--- To do ---
1. Edit the thread on the standard deviation of a white-noise spectrum: write out everything from "The following pictures" down to "the central peak.", with "pictures" replaced by "figures".
2. Translate this sentence from the white-noise spectrum thread into Spanish: "Back to the topic: there is no such thing as the spectrum of white noise."
3. Continue the thread on the standard deviation of a white-noise spectrum from where it stops.

--- Text shown ---
Standard deviation of the spectrum of white noise

Question

I have a temporal signal which looks like $f(t) = t\eta(t)$, where $\eta(t)$ is a white noise with the mean $\eta_m$ and STD $\sigma$. I want to calculate the corresponding spectrum, $F(\omega)$, take its magnitude, $|F(\omega)|$, and finally compute the STD of $|F(\omega)|$ in terms of the given parameters. I have searched some literatures but I couldn't find anything which helps me directly tackle the problem. So, anyone know how to do this, or know which resources you would refer me to?

The following pictures display $f(t)$ and $|F(\omega)|$.

The one below is the histogram of $|F(\omega)|$ excluding some values around the central peak.

I want to derive a mathematical analysis which can compute the standard deviation of the above histogram.

What do you mean by the standard deviation of the spectrum? Also: you can't calculate the spectrum of a random noise signal, only its power spectral density. You can, however, calculate the spectrum of a realization of the noise. Can you explain which you are trying to do? — MBaz, Dec 02 '15 at 19:32
I should say the STD of the PDF of $|F(\omega)|$. I definitely do not understand some terms you are saying because my background is not in signal processing. — nougako, Dec 02 '15 at 19:58
Feel free to ask new questions (or look around the site) regarding background questions. Back to the topic: there is no such thing as the spectrum of white noise. — MBaz, Dec 02 '15 at 20:02
So, what DSP guys call the DFT of a temporal white noise $n(t)$? — nougako, Dec 02 '15 at 20:12
Most likely, they're refering to either the power spectral density (and being imprecise) or the DFT of a realization of the noise (i.e. a stream of samples taken from an actual noise signal). — MBaz, Dec 02 '15 at 20:17
Ok I think power spectral density best describes what I have in mind. Back to my question, how I can calculate the STD of power spectral density? — nougako, Dec 02 '15 at 20:22
It doesn't have one -- the power spectral density is not probabilistic. — MBaz, Dec 02 '15 at 20:28
I did my calculation in MATLAB, generating the white noise with rand(1,n) with n the number of vector elements, taking its DFT, and plotting the histogram of $|F(\omega)|$. It is the width or STD of this histogram that I am interested in knowing. — nougako, Dec 02 '15 at 21:10
@MBaz, not to suggest that the OP knows what he/she is talking about, but you can compute statistics like mean or variance or any other moment of deterministic functions, too. they need not be probabilistic. — robert bristow-johnson, Dec 02 '15 at 21:19
" ...generating the white noise with rand(.)..." -- who told you that's white? ("white" without qualification?) — robert bristow-johnson, Dec 02 '15 at 21:20
@robertbristow-johnson, no one. I simply imitate what I found upon google searching of white noise. Anyway, it is a randomly distributed noise, sorry if I used the wrong wording. I have updated my question to include some pictures. — nougako, Dec 02 '15 at 21:24
Your plot of $f(t)$ does not show that $f(t) = t\eta(t)$. From the plot, it looks more like $f(t) = t\eta(t) + 10 t$. You seem confused about what you're really asking. Take some time to think it through. robert and MBaz are trying to point you in the right direction, but you appear to have some misconceptions (or naivete) about how stochastic processes work. — Peter K., Dec 02 '15 at 21:27
@PeterK., you mean this http://dsp.stackexchange.com/questions/27432/fourier-transform-of-certain-noisy-function? I thought you only requested for my codes that time. Actually this time my question is not so related to the previous one although it involves the same object. This time I want to calculate a STD.

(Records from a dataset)
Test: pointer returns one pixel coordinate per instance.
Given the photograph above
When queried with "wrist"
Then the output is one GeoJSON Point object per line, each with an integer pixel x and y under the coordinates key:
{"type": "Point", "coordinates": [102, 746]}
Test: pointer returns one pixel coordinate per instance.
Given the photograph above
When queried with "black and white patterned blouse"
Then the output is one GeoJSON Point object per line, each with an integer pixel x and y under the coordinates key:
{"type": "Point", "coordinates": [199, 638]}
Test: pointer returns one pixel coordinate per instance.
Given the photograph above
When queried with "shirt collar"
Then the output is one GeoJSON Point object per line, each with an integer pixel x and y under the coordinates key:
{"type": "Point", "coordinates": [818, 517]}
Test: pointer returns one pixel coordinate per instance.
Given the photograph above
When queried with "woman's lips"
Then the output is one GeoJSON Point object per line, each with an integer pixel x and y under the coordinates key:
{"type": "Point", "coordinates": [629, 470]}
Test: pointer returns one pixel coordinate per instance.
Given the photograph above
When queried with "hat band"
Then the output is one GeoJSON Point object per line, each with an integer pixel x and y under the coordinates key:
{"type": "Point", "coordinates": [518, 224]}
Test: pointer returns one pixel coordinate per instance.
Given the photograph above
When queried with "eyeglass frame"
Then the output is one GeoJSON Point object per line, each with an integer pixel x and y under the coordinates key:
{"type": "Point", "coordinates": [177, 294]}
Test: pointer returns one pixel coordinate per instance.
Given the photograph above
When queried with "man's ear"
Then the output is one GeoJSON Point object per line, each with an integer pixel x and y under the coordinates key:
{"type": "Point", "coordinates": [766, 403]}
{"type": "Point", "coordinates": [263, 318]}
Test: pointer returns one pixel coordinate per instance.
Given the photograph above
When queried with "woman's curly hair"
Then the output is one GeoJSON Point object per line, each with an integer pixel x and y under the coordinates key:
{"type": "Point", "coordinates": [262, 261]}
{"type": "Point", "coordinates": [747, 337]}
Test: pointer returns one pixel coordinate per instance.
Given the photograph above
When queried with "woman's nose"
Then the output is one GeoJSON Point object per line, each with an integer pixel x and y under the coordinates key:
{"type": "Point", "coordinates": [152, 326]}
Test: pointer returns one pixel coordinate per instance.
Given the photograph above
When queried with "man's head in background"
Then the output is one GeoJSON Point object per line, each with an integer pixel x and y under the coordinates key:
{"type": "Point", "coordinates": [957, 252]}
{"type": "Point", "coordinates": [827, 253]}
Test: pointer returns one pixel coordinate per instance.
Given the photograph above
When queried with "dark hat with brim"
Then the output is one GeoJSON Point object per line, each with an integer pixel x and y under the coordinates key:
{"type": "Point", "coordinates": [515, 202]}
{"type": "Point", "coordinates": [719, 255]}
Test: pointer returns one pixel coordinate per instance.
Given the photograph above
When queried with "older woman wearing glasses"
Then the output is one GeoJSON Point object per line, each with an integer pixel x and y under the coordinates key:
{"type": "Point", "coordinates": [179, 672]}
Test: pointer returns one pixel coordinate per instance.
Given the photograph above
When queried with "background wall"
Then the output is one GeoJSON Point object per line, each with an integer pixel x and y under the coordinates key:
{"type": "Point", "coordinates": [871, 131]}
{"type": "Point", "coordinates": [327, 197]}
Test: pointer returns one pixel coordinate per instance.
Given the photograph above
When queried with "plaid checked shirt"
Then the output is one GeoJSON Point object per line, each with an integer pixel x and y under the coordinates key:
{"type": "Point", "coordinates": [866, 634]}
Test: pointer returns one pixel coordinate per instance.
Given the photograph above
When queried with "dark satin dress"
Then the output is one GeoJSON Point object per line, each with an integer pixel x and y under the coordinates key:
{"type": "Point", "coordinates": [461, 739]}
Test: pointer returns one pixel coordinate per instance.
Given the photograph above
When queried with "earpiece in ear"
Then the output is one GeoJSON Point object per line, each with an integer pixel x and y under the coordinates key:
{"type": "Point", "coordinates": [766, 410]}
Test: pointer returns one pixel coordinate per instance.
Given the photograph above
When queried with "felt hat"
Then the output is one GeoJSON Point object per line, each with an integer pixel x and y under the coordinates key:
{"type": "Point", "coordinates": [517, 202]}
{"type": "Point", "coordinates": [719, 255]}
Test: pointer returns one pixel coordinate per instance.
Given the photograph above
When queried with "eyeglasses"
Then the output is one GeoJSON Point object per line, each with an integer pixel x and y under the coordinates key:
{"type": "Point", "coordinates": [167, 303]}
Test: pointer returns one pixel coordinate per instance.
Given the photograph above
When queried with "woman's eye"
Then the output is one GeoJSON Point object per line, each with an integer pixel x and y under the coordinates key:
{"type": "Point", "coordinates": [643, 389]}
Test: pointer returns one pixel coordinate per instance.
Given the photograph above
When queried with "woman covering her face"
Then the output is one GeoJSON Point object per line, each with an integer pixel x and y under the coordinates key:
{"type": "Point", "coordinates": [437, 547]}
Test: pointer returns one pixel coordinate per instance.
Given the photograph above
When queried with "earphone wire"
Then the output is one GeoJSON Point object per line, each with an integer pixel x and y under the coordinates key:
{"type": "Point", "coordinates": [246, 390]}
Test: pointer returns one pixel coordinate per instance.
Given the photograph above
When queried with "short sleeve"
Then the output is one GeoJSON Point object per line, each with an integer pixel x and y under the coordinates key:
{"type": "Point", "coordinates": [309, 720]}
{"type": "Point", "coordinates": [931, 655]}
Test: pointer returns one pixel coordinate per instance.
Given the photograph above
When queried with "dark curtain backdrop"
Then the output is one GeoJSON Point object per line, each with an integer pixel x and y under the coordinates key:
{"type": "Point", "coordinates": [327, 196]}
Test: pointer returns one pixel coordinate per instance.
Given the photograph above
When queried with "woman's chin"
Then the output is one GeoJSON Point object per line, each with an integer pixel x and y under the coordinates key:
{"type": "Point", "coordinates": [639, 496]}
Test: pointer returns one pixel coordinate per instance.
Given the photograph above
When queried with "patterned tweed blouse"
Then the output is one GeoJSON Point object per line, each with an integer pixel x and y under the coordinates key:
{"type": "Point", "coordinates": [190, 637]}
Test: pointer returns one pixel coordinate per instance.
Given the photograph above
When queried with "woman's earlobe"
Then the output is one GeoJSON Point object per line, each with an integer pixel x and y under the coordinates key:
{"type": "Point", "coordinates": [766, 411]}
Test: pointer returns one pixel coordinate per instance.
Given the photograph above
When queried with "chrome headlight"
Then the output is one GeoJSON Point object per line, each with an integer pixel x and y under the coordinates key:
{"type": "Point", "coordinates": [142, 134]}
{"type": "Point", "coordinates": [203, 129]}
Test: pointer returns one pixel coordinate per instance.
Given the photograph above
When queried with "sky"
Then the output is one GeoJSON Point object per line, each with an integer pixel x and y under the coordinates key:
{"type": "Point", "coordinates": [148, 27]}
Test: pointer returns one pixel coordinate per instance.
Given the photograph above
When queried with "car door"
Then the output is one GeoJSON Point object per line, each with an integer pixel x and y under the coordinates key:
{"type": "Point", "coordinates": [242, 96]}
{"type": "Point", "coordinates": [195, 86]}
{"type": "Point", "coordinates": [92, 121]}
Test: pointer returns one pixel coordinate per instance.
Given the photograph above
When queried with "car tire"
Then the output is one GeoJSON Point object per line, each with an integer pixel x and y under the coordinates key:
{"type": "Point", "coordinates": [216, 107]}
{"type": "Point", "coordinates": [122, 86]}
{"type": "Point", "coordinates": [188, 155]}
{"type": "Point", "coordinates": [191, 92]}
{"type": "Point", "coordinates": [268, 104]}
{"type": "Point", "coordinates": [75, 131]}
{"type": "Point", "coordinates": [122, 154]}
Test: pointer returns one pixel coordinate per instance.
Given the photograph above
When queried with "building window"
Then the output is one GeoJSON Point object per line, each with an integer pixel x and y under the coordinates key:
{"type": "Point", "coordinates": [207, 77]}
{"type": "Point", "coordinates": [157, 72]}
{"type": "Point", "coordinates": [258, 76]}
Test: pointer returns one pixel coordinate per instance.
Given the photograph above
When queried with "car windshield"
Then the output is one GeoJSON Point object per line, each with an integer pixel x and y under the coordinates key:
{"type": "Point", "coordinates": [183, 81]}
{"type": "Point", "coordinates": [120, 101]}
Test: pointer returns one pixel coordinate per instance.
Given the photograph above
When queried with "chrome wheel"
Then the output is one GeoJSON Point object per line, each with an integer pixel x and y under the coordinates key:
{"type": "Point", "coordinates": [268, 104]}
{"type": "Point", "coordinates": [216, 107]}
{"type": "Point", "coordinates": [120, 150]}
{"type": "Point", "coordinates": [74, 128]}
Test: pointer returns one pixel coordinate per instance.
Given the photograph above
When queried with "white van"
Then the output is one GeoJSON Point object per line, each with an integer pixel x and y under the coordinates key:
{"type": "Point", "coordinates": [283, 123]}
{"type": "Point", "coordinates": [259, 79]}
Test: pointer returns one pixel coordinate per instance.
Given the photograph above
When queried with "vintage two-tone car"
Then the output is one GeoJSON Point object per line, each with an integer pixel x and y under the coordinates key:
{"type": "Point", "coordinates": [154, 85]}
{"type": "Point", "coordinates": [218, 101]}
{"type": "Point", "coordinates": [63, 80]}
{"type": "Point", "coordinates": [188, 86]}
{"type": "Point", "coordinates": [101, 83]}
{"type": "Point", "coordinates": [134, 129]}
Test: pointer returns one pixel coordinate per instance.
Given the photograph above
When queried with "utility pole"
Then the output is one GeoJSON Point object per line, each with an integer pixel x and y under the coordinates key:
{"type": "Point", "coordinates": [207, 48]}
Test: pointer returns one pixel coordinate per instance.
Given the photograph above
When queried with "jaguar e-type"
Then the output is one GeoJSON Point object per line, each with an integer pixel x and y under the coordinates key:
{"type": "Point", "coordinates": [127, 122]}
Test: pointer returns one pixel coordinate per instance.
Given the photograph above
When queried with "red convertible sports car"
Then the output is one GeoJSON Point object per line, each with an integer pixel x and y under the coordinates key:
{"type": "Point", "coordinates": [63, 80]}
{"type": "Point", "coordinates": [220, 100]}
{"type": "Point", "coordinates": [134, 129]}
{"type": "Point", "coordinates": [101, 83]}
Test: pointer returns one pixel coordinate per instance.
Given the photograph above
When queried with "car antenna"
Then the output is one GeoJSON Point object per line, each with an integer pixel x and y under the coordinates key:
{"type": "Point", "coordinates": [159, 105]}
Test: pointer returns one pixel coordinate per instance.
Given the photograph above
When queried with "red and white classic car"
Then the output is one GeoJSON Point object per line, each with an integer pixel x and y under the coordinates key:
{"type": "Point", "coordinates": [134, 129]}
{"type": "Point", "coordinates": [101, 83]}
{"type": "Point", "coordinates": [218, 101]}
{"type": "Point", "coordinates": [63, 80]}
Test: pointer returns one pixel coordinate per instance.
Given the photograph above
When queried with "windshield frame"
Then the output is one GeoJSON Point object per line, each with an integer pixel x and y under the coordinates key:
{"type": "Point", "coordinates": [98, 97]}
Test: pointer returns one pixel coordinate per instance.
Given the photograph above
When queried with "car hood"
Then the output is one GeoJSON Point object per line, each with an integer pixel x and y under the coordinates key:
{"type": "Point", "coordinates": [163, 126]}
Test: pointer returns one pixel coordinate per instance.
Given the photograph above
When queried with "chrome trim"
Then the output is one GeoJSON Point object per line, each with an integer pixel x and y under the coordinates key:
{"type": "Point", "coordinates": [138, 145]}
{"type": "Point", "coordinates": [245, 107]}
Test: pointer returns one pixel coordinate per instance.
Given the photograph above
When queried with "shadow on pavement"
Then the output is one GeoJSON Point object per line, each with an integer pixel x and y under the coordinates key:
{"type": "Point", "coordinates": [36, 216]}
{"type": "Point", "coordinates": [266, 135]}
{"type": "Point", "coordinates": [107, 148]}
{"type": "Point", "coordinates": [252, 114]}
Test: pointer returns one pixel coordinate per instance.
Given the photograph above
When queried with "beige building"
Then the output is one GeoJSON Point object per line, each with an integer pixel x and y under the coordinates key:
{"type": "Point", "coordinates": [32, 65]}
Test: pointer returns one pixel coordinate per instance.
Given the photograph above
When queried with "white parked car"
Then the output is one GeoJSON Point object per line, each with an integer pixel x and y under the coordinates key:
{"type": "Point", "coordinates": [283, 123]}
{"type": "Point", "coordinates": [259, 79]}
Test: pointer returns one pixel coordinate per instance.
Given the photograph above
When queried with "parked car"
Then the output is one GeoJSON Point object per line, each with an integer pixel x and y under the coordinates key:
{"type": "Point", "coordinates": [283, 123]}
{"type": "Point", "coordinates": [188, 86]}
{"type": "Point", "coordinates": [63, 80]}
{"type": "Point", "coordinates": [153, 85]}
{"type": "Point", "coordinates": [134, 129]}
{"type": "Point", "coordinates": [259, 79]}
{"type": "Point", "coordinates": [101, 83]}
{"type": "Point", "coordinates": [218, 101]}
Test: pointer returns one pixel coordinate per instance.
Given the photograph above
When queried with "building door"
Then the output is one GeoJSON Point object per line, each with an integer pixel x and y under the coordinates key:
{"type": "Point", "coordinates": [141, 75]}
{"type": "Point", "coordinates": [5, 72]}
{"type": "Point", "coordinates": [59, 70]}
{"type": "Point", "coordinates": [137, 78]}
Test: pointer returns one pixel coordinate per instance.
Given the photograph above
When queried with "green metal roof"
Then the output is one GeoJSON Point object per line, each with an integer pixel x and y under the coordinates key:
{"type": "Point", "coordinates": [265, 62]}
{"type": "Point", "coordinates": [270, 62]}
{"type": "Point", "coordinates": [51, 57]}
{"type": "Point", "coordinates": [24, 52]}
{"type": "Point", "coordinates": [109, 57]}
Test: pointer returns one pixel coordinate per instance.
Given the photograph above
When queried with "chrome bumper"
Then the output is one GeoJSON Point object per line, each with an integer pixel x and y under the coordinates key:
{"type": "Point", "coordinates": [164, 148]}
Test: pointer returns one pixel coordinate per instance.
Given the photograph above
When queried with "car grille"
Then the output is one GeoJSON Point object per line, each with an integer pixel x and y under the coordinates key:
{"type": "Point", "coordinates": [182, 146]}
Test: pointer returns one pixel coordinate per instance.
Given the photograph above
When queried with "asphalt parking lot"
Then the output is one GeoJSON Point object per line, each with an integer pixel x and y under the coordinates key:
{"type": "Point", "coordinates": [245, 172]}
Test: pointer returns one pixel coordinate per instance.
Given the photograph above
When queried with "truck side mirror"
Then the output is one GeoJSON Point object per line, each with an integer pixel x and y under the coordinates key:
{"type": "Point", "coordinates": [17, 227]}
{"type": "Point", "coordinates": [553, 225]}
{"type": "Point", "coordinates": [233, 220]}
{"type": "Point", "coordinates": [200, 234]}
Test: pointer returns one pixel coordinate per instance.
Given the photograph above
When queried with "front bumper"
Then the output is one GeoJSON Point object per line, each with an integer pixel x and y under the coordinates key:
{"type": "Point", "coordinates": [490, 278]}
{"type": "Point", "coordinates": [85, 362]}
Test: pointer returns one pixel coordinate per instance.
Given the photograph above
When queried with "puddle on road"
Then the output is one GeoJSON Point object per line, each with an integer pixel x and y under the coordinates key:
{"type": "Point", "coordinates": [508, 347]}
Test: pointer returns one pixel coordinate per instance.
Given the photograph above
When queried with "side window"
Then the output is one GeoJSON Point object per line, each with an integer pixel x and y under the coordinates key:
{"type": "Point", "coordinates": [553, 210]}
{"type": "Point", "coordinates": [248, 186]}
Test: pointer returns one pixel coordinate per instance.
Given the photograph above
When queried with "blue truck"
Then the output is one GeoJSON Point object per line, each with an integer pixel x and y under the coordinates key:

--- Responses to the tasks ---
1.
The following figures display $f(t)$ and $|F(\omega)|$.

The one below is the histogram of $|F(\omega)|$ excluding some values around the central peak.

2. Volviendo al tema: no existe tal cosa como el espectro del ruido blanco.

3.
It is $t\eta(t)$ with $\eta(t)$ a randomly distributed noise of non-zero mean. — nougako, Dec 02 '15 at 21:28
@nougako I answered your question. There is a bug in your posted code. Did you have a follow up there? And what does STD stand for? I always think of "sexually transmitted disease" when I see that acronym. Do you mean the standard deviation / variance? BTW: If you check my question, you can click on the words "related question" to take you to the question I mean.... — Peter K., Dec 02 '15 at 21:30
You posted one answer right, it contains your own MATLAB code and the generated pictures. With the pictures above, I hope I have made my intention clear to everyone. — nougako, Dec 02 '15 at 21:32
nougako, not trying to pick on you, but you should be more careful differentiating between the notions of continuous-time signals (normally depicted "$x(t)$") and discrete-time signals (normally depicted "$x[n]$"). your problem statement show a lot of integrals and other continuous-time mathematical expressions, but once you're in MATLAB, you're discrete-time. — robert bristow-johnson, Dec 02 '15 at 21:35
Sorry for the long delay. So, actually what I wanted to do is similar to what @PeterK. demonstrated in http://dsp.stackexchange.com/questions/8418/what-is-the-phase-and-magnitude-response-of-white-noise as the answer. Only that, instead of $E[(\textrm{Re}N[k])^2]$, I wanted to find $E[|N[k]|^2]$. But now I think it will give more information to calculate the variance of the real and imaginary parts and I have performed the calculation which was a lot easier than what I originally wanted to do. — nougako, Dec 06 '15 at 19:24

score 2 · Answer 1 · answered Dec 02 '15 at 19:18

2

true white noise has infinite power (because the power spectrum with height $ \frac{\eta}{2}$ has infinite area) which means infinite variance $\sigma^2$ which means infinite standard deviation. white noise is a conceptual instrument.

to do any analysis of a system with white noise in it, you must somehow determine the (single-sided) bandwidth of the system, $B$, and then the power or variance is $\eta B$.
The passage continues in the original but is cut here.